• Document extract:
┄┄┄┄┄┄

Coinbase to create its first NYC office

Coinbase, the San Francisco-based trading platform for bitcoin and other digital currencies, is setting up its first New York office, Realty Check has learned.

The much-in-the-news startup, with a market valuation of $85.7 billion based on outstanding shares, went public via a highly anticipated direct listing in April — the first major cryptocurrency company in the US to sell stock publicly.

Now it’s taking a bricks-and-mortar stake in the Big Apple. Coinbase has quietly subleased 30,000 square feet from Steven A. Cohen’s Point72 Asset Management at Related Co.’s 55 Hudson Yards, sources reported.

It’s a small chunk of Point72’s total 339,000 square feet at the tower, but a big move by Coinbase, which has increased its number of users to 56 million as interest in cryptos soar. It’s also interesting in that Hudson Yards has been mostly known for corporate, media and law tenants — not tech.

“It’s a new brand of user not only for Related’s Hudson Yards but also for the entire far West Side area,” said one market-watcher.

┄┄┄┄┄┄

Excerpts of pointing data
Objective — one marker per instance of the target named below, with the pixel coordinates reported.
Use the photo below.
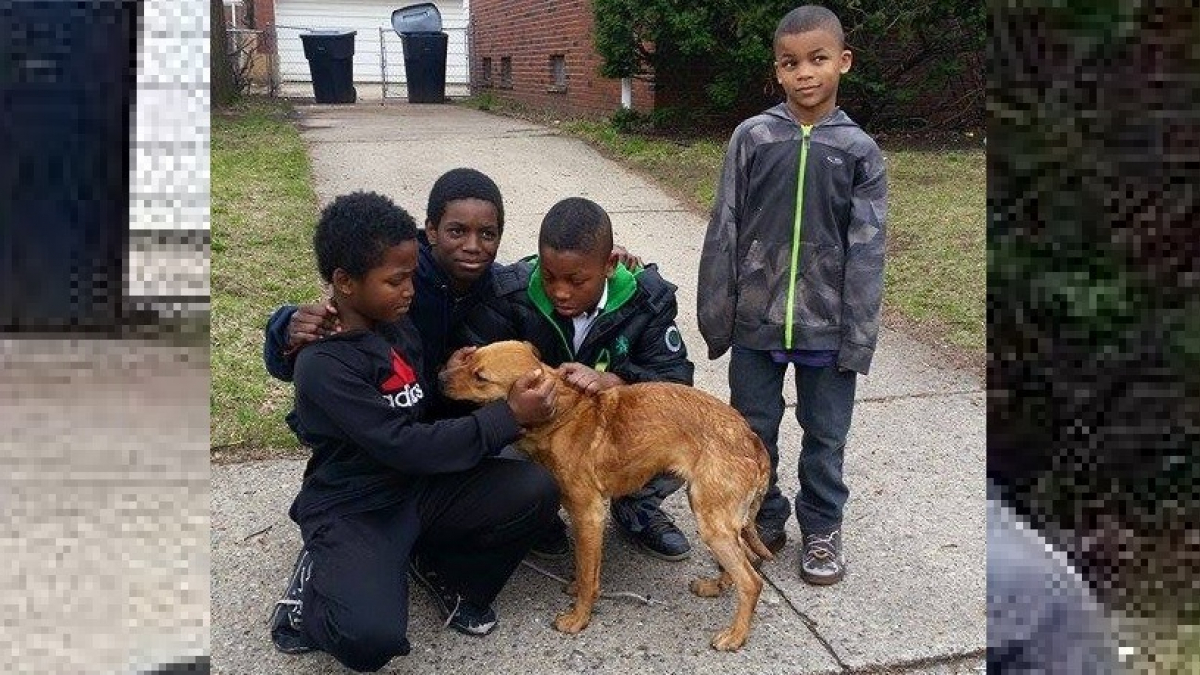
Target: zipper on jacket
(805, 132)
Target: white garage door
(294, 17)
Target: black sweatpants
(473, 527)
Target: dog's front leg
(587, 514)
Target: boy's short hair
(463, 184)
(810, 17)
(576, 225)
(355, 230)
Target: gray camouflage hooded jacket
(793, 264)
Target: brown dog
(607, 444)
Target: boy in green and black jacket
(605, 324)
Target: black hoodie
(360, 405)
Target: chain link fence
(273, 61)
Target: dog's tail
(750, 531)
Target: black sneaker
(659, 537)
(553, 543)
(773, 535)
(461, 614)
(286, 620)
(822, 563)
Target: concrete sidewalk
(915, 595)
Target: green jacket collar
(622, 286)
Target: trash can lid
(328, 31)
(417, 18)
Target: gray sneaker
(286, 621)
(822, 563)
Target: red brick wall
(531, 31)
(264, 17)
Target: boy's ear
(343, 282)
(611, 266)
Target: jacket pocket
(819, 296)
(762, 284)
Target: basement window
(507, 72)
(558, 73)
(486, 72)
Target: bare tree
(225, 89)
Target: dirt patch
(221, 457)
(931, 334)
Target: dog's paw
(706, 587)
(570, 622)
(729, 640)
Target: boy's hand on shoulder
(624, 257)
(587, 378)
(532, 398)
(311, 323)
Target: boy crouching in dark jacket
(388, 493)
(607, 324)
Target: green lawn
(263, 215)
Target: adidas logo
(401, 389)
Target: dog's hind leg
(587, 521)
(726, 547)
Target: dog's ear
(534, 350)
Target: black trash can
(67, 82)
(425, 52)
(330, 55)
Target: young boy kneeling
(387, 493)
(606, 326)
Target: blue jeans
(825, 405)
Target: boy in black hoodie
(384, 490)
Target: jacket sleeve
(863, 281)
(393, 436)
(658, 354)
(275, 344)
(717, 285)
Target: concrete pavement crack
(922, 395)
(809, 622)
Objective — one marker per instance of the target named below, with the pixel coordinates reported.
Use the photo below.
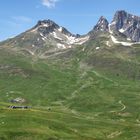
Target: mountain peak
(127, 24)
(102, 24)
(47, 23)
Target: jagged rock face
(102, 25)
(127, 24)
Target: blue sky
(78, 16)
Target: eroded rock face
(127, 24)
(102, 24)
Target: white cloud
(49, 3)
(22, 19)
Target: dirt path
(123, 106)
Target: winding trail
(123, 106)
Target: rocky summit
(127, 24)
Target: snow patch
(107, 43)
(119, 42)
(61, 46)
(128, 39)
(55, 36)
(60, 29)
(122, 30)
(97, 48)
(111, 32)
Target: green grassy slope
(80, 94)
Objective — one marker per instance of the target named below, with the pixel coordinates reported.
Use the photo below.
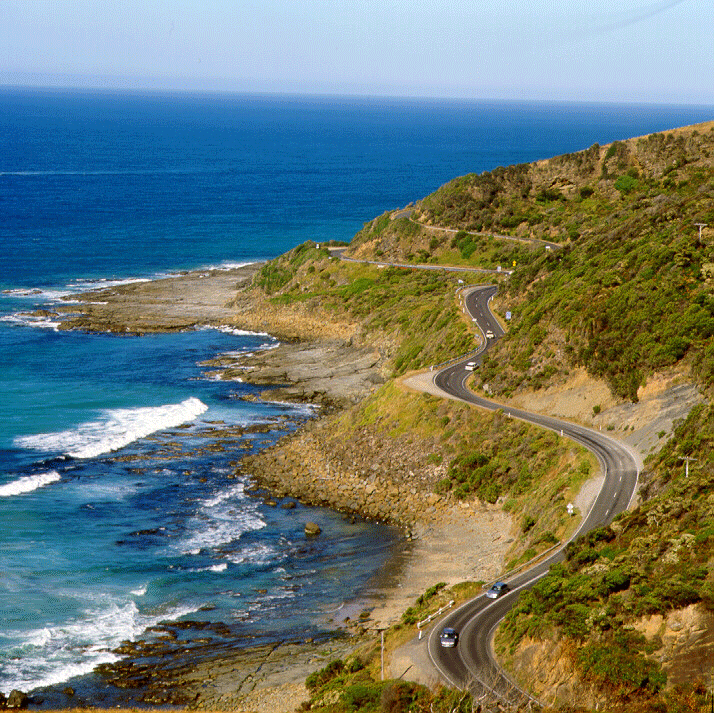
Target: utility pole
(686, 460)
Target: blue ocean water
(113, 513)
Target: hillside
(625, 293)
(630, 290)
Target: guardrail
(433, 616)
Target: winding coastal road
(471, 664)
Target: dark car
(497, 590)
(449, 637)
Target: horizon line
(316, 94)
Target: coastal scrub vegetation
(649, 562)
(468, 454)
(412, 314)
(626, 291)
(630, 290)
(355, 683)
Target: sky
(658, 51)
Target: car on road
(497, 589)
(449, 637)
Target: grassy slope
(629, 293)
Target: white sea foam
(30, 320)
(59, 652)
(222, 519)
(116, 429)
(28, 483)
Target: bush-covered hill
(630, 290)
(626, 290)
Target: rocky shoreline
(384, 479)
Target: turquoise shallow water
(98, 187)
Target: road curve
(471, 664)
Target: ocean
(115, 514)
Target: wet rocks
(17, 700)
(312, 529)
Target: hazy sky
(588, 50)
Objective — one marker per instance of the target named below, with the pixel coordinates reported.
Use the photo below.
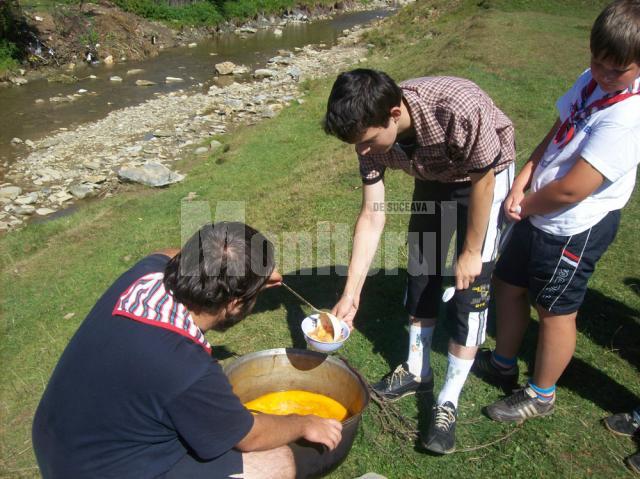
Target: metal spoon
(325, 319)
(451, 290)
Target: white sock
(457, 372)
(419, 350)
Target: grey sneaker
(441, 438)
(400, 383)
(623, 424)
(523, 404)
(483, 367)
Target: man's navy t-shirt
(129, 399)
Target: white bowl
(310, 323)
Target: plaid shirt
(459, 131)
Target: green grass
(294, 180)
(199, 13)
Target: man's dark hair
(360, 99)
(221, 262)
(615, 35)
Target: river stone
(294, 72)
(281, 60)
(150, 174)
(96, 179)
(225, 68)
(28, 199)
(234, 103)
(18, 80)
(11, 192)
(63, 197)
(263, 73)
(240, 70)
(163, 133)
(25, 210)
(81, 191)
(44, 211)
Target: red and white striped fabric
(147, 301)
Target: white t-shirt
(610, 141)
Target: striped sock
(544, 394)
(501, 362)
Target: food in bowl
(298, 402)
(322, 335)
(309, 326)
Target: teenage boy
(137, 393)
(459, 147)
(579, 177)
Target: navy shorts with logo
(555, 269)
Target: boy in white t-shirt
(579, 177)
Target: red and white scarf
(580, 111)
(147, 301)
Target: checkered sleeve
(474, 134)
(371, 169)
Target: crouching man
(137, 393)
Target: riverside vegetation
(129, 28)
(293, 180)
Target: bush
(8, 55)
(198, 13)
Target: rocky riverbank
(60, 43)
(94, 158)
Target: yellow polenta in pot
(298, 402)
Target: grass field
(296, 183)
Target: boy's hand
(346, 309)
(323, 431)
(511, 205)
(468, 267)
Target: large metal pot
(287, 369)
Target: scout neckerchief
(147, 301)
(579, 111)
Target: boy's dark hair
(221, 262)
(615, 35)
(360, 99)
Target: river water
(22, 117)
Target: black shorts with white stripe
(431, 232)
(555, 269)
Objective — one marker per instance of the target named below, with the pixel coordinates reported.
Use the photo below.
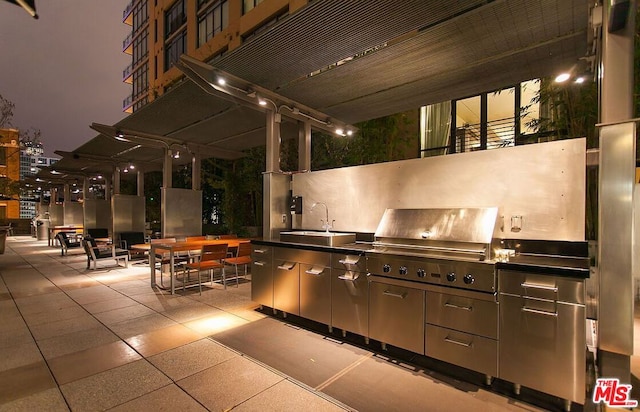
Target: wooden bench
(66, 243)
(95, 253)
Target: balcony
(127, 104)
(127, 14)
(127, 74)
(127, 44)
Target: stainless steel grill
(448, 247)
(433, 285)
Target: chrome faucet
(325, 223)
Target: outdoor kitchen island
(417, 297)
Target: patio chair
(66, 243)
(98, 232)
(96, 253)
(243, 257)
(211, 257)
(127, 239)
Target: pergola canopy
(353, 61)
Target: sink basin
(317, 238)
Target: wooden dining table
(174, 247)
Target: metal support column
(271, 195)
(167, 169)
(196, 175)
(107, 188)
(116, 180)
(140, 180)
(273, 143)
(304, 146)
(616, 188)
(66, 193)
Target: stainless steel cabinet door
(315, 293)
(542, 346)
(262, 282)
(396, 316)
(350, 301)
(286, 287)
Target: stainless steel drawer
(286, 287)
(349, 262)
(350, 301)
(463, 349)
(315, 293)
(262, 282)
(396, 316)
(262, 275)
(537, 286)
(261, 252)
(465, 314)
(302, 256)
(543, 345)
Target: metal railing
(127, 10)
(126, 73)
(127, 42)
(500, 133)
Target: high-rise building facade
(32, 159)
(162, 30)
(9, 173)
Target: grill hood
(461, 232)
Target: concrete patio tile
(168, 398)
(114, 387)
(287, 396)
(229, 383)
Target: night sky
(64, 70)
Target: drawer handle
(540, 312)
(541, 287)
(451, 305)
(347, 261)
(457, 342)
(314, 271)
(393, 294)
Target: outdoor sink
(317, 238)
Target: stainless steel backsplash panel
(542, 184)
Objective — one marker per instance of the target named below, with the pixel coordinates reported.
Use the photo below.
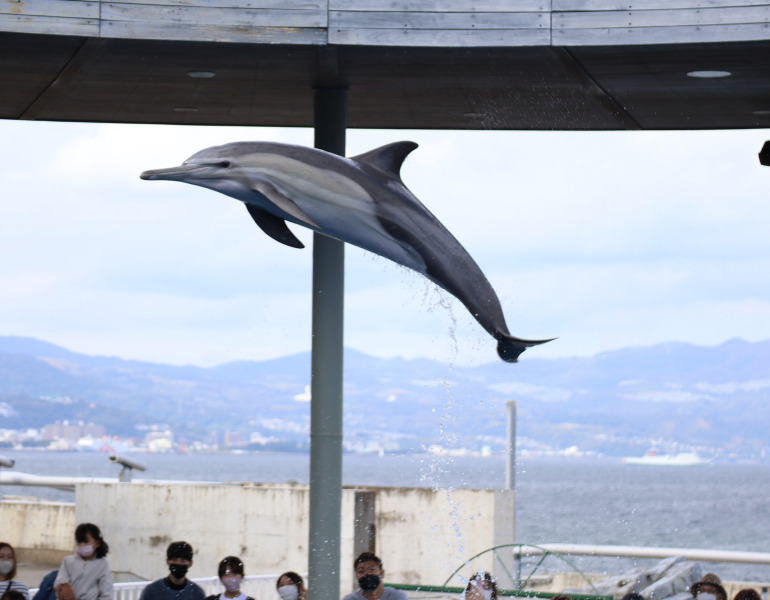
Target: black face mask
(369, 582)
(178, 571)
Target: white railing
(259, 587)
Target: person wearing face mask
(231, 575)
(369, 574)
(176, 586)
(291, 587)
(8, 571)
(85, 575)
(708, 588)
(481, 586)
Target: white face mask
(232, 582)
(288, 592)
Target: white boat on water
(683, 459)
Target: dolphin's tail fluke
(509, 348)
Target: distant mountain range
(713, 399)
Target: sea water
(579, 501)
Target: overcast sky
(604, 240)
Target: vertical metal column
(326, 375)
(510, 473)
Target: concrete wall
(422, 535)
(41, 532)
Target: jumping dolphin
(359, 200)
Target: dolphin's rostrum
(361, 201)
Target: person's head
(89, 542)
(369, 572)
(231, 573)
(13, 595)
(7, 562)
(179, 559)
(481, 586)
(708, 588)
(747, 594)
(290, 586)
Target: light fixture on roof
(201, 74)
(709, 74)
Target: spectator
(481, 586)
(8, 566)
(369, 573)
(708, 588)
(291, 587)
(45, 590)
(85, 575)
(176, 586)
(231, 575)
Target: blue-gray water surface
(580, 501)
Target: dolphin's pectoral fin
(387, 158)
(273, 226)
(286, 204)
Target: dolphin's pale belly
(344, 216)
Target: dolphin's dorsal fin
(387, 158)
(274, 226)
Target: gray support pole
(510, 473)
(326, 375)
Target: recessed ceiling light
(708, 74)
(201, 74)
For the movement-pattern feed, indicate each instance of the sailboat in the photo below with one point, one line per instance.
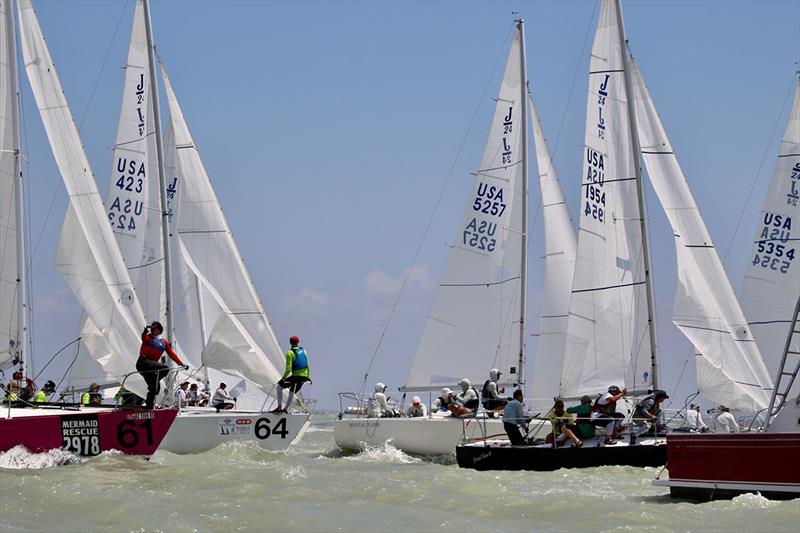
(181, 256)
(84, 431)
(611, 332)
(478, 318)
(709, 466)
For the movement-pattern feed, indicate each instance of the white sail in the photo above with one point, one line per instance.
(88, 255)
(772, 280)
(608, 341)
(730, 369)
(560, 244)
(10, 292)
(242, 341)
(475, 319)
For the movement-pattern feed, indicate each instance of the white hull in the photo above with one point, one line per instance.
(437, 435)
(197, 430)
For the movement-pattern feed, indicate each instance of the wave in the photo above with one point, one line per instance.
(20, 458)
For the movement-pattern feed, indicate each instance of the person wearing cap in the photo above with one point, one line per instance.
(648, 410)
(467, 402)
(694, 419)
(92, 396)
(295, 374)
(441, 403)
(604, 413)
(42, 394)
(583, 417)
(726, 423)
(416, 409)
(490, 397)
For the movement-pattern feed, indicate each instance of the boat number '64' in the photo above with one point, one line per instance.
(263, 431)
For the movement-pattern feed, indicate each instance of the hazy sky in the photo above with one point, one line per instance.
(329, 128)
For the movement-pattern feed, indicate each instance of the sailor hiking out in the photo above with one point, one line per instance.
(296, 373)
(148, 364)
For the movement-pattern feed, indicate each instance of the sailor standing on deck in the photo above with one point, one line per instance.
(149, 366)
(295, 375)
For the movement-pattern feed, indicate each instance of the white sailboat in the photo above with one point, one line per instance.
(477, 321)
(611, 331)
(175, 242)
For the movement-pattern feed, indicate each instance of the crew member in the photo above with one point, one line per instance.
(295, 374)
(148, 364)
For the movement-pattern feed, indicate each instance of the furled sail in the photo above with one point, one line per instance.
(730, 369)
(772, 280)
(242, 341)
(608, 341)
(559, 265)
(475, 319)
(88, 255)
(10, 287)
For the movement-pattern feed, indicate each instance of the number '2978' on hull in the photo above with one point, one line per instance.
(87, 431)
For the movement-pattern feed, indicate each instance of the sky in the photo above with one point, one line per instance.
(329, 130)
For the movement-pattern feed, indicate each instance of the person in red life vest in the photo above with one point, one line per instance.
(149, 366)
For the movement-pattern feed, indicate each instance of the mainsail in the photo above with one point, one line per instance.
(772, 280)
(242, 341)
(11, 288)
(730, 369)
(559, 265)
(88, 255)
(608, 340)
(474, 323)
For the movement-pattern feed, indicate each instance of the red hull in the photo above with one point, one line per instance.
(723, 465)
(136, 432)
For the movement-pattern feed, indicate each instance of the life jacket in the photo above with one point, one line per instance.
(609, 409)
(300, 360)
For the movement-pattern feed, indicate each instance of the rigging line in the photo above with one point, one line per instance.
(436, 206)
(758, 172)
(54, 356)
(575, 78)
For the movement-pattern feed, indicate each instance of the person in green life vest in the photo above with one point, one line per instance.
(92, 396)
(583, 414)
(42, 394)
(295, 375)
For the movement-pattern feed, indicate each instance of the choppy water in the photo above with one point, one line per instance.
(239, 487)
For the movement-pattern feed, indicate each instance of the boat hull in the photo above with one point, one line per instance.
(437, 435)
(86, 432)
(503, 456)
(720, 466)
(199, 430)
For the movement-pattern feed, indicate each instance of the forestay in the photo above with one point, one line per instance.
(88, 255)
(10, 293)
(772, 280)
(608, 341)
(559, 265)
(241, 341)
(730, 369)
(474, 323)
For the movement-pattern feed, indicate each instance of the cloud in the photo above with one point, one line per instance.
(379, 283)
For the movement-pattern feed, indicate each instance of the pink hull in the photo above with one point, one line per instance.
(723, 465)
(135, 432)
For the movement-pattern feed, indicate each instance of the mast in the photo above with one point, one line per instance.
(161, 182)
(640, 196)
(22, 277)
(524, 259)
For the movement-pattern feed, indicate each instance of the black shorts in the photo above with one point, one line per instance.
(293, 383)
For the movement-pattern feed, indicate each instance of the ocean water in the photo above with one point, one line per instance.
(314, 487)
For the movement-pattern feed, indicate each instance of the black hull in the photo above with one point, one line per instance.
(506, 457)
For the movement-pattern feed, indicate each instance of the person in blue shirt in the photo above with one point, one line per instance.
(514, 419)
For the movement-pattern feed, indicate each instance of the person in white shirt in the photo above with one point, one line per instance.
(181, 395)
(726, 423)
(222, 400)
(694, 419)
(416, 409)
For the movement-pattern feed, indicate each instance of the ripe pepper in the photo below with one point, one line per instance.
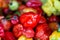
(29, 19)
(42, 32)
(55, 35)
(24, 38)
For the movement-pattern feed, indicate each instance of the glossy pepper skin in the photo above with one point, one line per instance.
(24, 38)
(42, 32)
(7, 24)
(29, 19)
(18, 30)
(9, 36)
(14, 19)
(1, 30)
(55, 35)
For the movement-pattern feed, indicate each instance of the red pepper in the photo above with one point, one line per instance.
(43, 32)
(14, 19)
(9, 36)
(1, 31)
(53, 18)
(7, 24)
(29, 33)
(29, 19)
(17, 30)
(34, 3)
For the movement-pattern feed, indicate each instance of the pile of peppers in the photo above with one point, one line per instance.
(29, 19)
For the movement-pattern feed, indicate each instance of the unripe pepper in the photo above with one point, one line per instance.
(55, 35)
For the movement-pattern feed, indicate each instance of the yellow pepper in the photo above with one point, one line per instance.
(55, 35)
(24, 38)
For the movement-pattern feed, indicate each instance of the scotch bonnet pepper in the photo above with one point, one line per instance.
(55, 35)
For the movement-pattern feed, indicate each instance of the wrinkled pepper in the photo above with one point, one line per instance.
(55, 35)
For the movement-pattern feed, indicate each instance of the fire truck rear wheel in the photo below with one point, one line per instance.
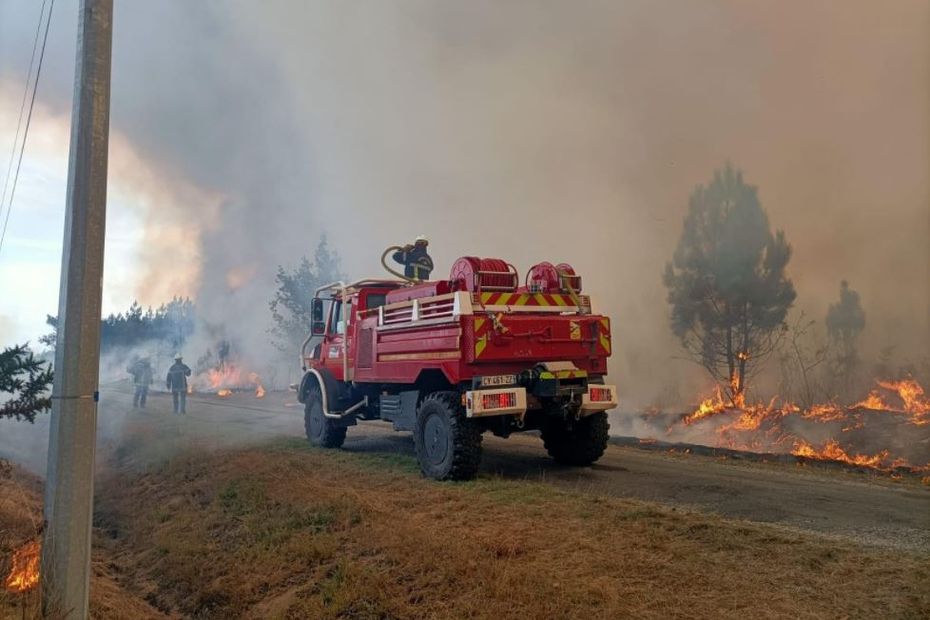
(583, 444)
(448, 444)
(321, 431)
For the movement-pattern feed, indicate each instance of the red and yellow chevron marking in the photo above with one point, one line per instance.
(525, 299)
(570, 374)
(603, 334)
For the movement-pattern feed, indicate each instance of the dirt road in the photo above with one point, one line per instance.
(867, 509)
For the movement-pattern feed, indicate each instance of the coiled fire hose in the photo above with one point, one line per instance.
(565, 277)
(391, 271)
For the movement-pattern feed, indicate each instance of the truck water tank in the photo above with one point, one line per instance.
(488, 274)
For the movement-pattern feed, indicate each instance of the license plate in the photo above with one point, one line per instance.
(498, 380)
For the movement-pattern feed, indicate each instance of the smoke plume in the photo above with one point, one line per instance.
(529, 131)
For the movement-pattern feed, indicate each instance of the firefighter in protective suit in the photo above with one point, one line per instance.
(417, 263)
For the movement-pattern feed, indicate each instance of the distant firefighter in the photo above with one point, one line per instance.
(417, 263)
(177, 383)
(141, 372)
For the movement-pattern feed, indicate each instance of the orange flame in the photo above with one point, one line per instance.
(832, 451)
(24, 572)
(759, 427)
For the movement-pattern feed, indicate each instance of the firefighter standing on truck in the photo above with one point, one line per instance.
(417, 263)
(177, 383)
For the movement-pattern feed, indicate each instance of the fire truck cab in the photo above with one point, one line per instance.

┄┄┄┄┄┄

• Given exercise 1:
Answer these questions from the Coinbase article:
(a) What market valuation does the article give for Coinbase?
(b) How many square feet did Coinbase sublease at 55 Hudson Yards?
(c) How many users does Coinbase now have?
• Given exercise 2:
Copy the Coinbase article from "The much-in-the-news startup, with" to "Yards, sources reported.".

• Written reply 1:
(a) $85.7 billion, based on outstanding shares.
(b) 30,000 square feet.
(c) 56 million.

• Written reply 2:
The much-in-the-news startup, with a market valuation of $85.7 billion based on outstanding shares, went public via a highly anticipated direct listing in April — the first major cryptocurrency company in the US to sell stock publicly.

Now it’s taking a bricks-and-mortar stake in the Big Apple. Coinbase has quietly subleased 30,000 square feet from Steven A. Cohen’s Point72 Asset Management at Related Co.’s 55 Hudson Yards, sources reported.